GIVEN EXERCISE
Copy out every one of the following rows word for word, leaving out the pictures.

+++ RECORD EXCERPTS +++

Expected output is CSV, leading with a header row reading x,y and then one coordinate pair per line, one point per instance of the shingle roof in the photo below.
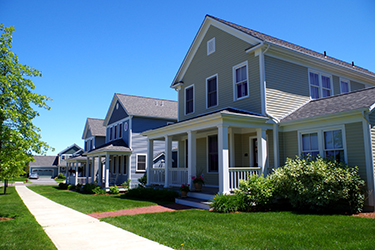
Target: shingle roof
x,y
145,106
96,126
274,40
43,161
356,100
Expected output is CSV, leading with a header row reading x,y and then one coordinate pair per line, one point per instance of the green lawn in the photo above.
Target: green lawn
x,y
23,232
197,229
88,203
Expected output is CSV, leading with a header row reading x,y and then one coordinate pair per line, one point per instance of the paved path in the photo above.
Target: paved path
x,y
70,229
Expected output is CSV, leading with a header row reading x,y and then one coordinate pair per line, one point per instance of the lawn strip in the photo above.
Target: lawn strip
x,y
23,232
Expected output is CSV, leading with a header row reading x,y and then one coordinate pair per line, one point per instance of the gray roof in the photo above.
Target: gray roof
x,y
145,106
43,161
356,100
96,126
276,41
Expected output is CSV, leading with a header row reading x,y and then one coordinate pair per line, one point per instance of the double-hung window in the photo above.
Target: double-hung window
x,y
189,100
211,89
320,85
240,81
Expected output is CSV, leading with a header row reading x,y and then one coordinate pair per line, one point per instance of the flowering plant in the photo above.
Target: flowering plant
x,y
198,179
185,187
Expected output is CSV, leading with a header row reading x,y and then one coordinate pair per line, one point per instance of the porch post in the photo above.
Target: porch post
x,y
150,159
223,159
192,158
168,159
106,170
262,150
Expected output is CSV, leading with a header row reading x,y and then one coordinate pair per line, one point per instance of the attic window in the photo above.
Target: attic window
x,y
211,46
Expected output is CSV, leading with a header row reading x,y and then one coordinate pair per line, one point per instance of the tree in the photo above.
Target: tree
x,y
19,138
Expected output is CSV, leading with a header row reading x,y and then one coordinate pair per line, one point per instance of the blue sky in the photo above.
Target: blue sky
x,y
89,50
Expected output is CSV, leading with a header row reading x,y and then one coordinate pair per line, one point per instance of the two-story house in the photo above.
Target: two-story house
x,y
247,101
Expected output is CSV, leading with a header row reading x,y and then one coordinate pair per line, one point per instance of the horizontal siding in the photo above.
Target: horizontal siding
x,y
355,147
230,51
287,86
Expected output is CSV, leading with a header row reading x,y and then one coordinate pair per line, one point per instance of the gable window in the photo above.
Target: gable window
x,y
344,86
211,89
211,46
320,85
213,156
240,79
189,100
141,163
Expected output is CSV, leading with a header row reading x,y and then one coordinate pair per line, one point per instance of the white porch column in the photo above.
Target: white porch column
x,y
150,159
262,150
100,171
232,162
106,182
168,159
223,159
192,155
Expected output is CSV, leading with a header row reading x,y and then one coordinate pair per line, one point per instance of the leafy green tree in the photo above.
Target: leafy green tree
x,y
19,138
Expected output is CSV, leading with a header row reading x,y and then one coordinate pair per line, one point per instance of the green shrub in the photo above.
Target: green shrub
x,y
114,190
152,194
225,203
319,185
256,191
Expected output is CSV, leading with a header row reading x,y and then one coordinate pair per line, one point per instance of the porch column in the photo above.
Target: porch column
x,y
192,155
100,171
168,159
223,159
107,156
150,157
262,150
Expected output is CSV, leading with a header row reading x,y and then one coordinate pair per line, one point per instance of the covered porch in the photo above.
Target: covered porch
x,y
224,147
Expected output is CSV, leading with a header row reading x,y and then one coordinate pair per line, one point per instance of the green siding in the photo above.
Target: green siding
x,y
355,147
230,51
356,86
287,86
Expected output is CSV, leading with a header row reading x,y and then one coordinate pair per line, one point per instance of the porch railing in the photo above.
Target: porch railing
x,y
241,173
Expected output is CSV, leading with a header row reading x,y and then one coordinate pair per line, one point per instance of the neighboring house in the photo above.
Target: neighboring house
x,y
247,101
44,165
123,156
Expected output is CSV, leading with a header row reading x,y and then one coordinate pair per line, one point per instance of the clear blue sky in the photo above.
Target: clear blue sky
x,y
89,50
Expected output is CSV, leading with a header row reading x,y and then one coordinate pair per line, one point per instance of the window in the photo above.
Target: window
x,y
211,46
189,100
213,157
344,86
333,146
211,89
141,163
310,145
241,88
320,85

+++

CORRECT OUTPUT
Expected output is CSV, leading with a header row reading x,y and then one coordinate pair per line, one point per instance of the shingle roof in the photo below.
Target: shingle roof
x,y
145,106
96,126
274,40
43,161
356,100
Expected output is CSV, leading with a header row reading x,y and then one coordinate pair per line, one point per instance of the green lawn in the photo above.
Target: green lawn
x,y
23,232
197,229
88,203
Expected output is CSV, leading with a header row reading x,y and then one coordinate pair per line, one point per instance of the paved path in the photo above.
Target: paved path
x,y
70,229
Expected output is CSV, leading with a header row reading x,y and then one coordinate pair per line, one point per instance of the lawn strip in the photo above.
Target: lawn strip
x,y
23,232
Expected output is CSV, leading with a header row reading x,y and then one coordinate pair per line, one point per instance of the gray roof in the photo above.
Target: gray roof
x,y
145,106
43,161
356,100
96,126
276,41
Expected output is CSV, leading with a header row reading x,y and then one coordinate pair per line, one point per instance of the double-hung window in the photo above.
Target: double-hung window
x,y
189,100
211,89
320,85
240,81
Expected output is CSV, leading with a header row reading x,y and then one coordinate pair per line, one point per instance of the flowering plant in the photo above.
Target: flowering plant
x,y
198,179
185,187
Expected output is CSV, leading with a header row reading x,y and then one coordinate pair per line, one point per instance of the porch post in the photo above.
Target: porch post
x,y
150,159
223,159
192,158
168,159
106,170
262,150
Expected output is CSV, leading with a header row reading x,y and then one coordinate pair per line, one point per instance of the attic window in the photo above.
Target: attic window
x,y
211,46
Expected output is CSV, leading with a header row reading x,y and then one coordinate pair per line, one point per instance of the tree in the photo above.
Target: tree
x,y
19,138
Expected output is CSV, leading with a header row reading x,y and then one coordinate pair per line, one point per instance of the blue sky in the photo above.
Target: blue sky
x,y
89,50
Expected output is CSV, leading with a header row reading x,y and then one coordinate pair per line, one point per instance of the two-story house in the photo above.
Target: two-story house
x,y
247,101
Expected output is CSV, leading with a header row reading x,y and then one coordinate pair per line, one point per instance of the horizontal siding in the photo above.
Target: horizontal siding
x,y
355,147
230,51
287,86
Expected output is CSV, leading with a header row reading x,y and then one coordinate pair per line, one point per instance of the gable window in the photo above.
Target: gable window
x,y
344,86
211,89
211,46
320,85
213,156
240,79
189,100
141,163
Expected output is CSV, leading with a header row reading x,y and then one coordinate pair per line, one point per instance of the white porch column in the photo above.
Target: white porch column
x,y
150,159
262,150
100,171
232,162
106,182
168,159
223,159
192,155
Expected output is CSV, leading with a header row reading x,y and then one coordinate pair per line, one point per instance of the leafy green tree in the photo above.
Target: leafy green tree
x,y
19,138
Expected output is CSV, leading with a header row reading x,y and then one coordinate pair per line, one point per instance of the green shrub in the photo above.
Target: green shrub
x,y
114,190
152,194
225,203
319,185
256,191
Expected output is CSV, leading with a header row reading x,y and then one coordinate pair per line, one point per instance of the porch column in the photo above.
Target: porch column
x,y
192,155
100,171
168,159
223,159
107,156
150,157
262,150
Expected output is CSV, leading with a header row reading x,y and then one coordinate pair per line, one point per instance of the covered porch in the photo above.
Target: covered porch
x,y
224,147
Expected output is CSV, leading with a header row reading x,y and then one coordinate pair per line, one point per instance of the green siding in the photo above.
Target: green siding
x,y
355,147
230,51
356,86
287,86
Expected output is CSV, leading with a header row reading x,y and then one coordinate pair per line, one point per instance of the porch railing in the photo above.
Target: porch railing
x,y
241,173
Expected output is CSV, leading with a header row reading x,y and then one coordinate pair per line, one point per instance of the neighboring house in the photo above.
Target: neighboring house
x,y
247,101
44,165
123,156
Expected output is CSV, leading with a header row reading x,y and then one coordinate pair per line, one point per instance of the clear blue sky in the photo above.
Target: clear blue sky
x,y
89,50
Expected output is CSV, leading with a header row reading x,y and then one coordinate pair per line, one point per instance of the window in the photo above.
Target: window
x,y
211,46
189,100
213,157
344,86
333,146
211,89
141,163
310,145
241,88
320,85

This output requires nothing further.